- [EXERCISE]: Find every line in the entries that contains the word "metal" and copy each one out.

- [DATA TO USE]:
START

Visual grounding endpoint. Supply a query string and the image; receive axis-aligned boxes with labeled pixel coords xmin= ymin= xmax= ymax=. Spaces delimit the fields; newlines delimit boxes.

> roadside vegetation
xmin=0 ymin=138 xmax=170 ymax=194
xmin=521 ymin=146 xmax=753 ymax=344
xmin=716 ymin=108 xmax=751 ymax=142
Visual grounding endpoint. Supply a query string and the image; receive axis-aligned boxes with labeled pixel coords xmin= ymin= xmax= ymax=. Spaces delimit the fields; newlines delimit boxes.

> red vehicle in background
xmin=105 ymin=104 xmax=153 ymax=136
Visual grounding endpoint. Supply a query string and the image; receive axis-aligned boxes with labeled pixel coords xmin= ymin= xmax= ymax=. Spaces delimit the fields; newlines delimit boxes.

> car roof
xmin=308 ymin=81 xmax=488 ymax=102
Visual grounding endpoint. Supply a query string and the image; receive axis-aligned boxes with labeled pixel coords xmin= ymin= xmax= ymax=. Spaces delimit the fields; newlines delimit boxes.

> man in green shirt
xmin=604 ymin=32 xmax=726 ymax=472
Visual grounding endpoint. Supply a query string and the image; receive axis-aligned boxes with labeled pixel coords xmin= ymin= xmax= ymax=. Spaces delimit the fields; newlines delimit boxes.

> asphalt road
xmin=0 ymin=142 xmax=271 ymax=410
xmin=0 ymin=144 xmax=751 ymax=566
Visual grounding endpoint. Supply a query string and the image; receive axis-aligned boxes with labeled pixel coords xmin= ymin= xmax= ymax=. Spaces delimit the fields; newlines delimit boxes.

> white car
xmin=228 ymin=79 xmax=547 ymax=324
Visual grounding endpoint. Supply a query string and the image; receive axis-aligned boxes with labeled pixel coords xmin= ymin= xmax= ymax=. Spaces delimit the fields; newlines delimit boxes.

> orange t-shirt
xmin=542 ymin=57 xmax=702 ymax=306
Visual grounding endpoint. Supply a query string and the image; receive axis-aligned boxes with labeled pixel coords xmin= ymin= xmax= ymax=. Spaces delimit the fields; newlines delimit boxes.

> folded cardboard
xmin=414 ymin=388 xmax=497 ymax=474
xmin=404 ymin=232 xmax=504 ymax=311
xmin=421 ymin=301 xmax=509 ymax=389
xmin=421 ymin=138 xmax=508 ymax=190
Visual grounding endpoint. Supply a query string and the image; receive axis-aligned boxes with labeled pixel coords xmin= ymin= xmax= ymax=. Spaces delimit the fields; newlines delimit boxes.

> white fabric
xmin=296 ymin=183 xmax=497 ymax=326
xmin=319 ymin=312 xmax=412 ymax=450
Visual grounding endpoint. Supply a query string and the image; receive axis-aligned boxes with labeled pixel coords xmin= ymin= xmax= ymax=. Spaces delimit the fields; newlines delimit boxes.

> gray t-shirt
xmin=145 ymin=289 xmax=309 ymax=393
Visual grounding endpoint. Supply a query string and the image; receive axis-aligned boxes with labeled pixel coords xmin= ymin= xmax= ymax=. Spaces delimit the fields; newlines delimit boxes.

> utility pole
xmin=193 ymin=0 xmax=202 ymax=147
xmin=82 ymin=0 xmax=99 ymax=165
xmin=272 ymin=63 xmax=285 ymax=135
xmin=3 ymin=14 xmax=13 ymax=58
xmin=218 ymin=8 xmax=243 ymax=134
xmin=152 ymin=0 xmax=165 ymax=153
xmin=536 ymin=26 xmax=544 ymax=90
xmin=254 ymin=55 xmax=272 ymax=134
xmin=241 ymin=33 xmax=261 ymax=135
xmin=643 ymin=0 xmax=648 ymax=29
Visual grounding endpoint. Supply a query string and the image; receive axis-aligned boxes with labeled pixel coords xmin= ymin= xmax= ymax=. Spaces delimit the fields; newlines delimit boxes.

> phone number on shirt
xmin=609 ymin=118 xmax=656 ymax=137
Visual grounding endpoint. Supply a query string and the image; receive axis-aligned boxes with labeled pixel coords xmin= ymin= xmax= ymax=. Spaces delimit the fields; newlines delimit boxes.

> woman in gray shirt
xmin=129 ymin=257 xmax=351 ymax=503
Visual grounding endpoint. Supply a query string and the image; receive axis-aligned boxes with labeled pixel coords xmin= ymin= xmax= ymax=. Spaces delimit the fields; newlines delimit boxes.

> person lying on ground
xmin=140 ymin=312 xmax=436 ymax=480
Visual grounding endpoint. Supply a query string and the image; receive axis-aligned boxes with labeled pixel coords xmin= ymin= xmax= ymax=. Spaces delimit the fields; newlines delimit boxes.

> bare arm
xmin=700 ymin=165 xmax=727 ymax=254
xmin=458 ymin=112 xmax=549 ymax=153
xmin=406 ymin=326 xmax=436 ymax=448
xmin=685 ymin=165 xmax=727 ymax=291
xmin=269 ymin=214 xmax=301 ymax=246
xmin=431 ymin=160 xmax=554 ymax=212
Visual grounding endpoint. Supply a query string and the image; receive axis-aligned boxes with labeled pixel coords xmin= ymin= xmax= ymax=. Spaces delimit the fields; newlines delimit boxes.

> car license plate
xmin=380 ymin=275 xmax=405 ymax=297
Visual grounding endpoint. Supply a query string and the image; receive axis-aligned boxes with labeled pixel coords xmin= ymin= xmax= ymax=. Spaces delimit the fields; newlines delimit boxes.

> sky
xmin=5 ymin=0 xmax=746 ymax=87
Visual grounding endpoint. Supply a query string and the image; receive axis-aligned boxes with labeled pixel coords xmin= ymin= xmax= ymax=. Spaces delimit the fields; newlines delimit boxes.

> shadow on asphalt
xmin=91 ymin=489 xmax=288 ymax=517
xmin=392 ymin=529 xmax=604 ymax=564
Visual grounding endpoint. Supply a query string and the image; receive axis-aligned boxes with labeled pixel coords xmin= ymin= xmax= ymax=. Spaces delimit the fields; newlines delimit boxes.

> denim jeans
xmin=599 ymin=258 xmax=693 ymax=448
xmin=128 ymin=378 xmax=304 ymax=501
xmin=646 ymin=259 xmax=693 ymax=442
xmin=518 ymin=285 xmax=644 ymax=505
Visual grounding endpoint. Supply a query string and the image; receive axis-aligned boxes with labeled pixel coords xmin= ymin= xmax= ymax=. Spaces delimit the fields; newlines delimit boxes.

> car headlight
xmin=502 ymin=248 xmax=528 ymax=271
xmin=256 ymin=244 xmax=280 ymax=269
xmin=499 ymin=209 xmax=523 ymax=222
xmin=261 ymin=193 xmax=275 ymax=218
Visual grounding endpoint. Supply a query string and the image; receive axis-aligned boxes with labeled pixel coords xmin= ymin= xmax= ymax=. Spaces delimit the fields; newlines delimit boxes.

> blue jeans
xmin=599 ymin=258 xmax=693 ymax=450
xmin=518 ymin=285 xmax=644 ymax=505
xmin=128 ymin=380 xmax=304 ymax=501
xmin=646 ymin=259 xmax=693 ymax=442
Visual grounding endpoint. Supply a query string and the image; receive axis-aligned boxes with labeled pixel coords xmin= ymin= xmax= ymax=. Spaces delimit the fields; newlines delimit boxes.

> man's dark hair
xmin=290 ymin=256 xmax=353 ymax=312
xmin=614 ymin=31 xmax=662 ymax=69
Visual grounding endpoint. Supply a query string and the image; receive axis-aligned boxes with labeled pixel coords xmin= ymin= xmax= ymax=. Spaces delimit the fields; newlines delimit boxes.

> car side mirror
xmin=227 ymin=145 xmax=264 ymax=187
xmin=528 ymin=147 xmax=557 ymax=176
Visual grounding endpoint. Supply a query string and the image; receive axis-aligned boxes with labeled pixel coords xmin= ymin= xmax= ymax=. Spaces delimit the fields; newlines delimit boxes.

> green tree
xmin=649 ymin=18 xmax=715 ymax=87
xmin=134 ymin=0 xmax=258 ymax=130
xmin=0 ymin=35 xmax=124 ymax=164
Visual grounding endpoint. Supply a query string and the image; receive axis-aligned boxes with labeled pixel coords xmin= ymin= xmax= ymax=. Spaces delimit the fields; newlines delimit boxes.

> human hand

END
START

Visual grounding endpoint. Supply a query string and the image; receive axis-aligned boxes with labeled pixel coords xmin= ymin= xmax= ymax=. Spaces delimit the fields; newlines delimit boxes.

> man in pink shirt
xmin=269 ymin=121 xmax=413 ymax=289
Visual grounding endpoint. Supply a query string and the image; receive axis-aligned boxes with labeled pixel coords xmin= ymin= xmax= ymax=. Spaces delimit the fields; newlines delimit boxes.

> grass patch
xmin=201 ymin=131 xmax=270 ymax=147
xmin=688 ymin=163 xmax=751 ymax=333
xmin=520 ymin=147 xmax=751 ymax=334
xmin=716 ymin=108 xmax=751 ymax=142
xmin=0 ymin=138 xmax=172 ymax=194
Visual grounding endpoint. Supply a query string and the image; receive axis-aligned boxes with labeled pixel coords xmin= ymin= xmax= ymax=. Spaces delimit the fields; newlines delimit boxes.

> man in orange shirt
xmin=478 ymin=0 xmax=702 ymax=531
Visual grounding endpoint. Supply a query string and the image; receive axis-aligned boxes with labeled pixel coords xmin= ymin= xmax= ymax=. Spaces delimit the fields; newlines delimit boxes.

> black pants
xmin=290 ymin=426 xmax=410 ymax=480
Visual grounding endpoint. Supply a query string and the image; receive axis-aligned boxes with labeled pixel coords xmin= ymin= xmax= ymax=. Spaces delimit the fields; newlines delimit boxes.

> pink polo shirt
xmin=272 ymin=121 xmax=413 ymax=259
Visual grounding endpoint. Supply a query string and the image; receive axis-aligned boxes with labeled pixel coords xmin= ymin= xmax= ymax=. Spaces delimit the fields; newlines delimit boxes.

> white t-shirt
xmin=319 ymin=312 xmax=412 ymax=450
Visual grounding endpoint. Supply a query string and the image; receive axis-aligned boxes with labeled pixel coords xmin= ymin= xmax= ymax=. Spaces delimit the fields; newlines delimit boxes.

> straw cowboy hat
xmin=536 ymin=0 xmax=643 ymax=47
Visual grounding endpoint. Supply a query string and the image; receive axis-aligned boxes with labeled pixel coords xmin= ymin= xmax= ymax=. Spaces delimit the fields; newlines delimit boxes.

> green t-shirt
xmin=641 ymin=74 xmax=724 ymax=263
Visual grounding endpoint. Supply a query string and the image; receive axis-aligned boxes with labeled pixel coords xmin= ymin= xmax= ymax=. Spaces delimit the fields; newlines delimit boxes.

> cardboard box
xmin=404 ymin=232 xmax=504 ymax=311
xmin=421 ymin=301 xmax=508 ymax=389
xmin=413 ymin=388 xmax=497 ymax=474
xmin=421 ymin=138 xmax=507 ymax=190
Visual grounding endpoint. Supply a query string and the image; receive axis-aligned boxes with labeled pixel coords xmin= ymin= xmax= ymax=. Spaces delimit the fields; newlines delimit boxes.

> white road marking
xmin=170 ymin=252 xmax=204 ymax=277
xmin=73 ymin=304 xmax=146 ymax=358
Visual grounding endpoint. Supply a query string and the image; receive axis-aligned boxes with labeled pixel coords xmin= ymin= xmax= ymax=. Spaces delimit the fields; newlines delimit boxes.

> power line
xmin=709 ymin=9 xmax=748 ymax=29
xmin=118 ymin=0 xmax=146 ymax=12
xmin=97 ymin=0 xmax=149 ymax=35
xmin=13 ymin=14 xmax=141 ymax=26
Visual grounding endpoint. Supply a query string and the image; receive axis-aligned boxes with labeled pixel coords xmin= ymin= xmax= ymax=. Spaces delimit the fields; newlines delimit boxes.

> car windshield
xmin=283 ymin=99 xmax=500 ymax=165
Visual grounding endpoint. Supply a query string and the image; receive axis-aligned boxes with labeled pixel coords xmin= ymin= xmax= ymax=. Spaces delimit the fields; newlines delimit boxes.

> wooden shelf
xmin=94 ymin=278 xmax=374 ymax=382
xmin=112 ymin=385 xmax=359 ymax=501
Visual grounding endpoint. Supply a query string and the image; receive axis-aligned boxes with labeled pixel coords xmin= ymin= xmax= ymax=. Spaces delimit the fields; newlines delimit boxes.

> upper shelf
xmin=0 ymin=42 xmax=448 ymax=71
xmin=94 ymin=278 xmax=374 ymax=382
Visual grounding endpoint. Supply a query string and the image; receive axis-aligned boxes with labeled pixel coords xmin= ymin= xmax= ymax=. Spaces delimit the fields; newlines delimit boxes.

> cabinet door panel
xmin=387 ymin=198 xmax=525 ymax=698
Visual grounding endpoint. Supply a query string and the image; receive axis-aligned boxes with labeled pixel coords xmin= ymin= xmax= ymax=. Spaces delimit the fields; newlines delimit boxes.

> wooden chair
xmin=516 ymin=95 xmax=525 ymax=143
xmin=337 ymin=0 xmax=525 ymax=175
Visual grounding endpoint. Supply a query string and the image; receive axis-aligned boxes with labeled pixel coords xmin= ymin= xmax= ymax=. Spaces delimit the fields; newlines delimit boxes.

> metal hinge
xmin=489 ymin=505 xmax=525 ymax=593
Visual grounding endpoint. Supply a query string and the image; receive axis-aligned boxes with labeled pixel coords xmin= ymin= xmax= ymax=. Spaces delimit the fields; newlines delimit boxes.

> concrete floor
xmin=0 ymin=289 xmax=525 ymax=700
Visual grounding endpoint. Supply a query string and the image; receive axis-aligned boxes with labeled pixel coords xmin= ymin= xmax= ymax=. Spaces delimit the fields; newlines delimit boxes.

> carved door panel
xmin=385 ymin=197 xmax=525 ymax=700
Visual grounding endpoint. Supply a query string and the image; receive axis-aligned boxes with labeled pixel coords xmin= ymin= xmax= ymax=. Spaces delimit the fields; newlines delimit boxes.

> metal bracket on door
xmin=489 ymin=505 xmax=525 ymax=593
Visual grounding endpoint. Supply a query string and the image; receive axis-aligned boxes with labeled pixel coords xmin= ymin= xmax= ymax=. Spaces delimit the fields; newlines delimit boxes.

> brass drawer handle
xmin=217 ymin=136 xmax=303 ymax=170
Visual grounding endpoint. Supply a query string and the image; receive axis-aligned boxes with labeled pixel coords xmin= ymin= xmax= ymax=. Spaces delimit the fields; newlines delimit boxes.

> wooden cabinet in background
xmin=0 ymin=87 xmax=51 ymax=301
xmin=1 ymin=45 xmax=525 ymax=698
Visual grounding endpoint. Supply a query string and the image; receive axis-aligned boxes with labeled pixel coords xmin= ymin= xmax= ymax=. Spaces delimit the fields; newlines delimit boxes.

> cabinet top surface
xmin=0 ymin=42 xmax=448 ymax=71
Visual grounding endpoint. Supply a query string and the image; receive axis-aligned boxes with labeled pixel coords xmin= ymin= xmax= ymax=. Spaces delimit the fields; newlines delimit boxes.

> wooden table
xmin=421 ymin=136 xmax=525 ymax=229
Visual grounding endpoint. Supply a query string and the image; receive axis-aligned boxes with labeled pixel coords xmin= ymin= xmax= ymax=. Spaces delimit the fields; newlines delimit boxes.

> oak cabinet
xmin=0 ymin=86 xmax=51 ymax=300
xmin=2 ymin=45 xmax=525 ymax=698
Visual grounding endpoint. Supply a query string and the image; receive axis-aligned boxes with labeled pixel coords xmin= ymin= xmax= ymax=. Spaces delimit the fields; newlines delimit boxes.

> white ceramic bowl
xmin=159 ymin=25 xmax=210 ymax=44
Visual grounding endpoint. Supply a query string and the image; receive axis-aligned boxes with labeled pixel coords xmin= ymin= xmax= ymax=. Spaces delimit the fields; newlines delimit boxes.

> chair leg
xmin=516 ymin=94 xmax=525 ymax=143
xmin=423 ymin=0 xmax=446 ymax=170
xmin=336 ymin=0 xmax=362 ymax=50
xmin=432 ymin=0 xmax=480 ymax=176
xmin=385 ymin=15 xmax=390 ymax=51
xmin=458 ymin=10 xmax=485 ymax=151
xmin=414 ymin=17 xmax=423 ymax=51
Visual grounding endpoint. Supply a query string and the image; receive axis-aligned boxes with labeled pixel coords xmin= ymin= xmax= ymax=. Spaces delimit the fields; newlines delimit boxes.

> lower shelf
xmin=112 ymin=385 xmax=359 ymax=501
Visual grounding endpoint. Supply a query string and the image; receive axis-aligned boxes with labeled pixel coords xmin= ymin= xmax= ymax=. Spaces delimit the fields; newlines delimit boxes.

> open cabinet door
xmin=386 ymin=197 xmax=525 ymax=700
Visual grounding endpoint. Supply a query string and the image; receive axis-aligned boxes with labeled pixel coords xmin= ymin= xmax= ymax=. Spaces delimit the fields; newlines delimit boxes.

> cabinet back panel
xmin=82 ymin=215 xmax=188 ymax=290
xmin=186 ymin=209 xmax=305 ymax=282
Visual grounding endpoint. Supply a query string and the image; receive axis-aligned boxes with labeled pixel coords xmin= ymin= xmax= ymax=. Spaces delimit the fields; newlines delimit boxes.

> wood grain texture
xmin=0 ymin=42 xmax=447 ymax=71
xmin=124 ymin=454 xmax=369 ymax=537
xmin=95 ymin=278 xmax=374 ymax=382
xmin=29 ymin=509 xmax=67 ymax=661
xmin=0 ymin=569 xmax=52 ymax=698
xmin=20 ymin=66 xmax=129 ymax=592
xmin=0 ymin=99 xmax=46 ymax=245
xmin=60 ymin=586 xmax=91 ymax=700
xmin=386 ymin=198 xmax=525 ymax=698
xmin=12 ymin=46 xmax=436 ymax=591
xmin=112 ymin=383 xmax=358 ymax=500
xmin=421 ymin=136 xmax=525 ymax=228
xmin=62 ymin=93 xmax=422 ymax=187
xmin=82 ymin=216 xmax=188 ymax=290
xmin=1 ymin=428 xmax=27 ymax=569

END
START

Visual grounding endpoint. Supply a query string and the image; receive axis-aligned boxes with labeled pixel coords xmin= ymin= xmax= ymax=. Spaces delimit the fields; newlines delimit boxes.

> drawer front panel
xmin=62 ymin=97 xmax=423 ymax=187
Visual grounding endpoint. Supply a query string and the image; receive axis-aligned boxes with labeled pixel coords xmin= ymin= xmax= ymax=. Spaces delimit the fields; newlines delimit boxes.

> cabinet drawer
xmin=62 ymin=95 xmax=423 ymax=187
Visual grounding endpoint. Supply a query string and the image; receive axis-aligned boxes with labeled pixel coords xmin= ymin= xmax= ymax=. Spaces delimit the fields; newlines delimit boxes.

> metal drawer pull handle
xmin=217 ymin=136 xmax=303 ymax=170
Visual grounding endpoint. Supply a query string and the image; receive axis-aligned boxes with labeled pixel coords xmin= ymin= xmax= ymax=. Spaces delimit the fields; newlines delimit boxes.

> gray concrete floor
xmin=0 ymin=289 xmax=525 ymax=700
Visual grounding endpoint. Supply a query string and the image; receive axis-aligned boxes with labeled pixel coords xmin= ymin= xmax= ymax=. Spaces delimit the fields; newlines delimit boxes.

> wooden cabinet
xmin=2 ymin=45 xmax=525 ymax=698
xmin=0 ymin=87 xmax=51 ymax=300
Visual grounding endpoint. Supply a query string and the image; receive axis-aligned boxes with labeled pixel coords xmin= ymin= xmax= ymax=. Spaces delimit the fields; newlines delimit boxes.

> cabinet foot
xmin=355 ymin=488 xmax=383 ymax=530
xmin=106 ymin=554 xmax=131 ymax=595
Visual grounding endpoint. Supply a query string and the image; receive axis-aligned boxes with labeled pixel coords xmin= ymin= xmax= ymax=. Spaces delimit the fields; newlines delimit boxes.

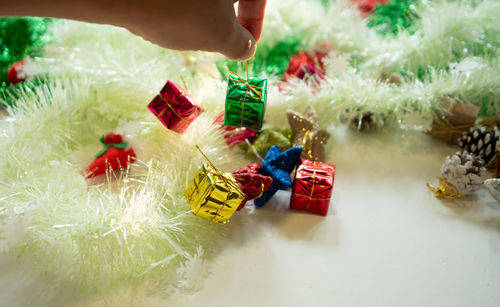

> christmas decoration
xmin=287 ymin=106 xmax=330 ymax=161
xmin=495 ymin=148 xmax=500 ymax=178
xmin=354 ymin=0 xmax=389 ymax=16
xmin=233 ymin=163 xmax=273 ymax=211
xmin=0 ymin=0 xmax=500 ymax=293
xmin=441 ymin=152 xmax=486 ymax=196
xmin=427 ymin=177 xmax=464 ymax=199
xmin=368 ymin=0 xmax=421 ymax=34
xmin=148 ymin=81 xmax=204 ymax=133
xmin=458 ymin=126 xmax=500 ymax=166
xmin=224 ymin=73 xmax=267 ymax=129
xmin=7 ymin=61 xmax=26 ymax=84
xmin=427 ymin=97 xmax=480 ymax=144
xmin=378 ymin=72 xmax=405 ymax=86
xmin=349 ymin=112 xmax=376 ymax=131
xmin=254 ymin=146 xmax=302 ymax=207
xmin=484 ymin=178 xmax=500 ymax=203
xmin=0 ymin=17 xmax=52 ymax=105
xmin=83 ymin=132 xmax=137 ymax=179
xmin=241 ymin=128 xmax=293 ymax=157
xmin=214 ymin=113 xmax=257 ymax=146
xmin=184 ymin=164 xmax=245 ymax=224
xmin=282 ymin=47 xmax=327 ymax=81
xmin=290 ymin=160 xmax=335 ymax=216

END

- [EXERCISE SOLUTION]:
> metal hinge
> metal bracket on door
> metal drawer pull handle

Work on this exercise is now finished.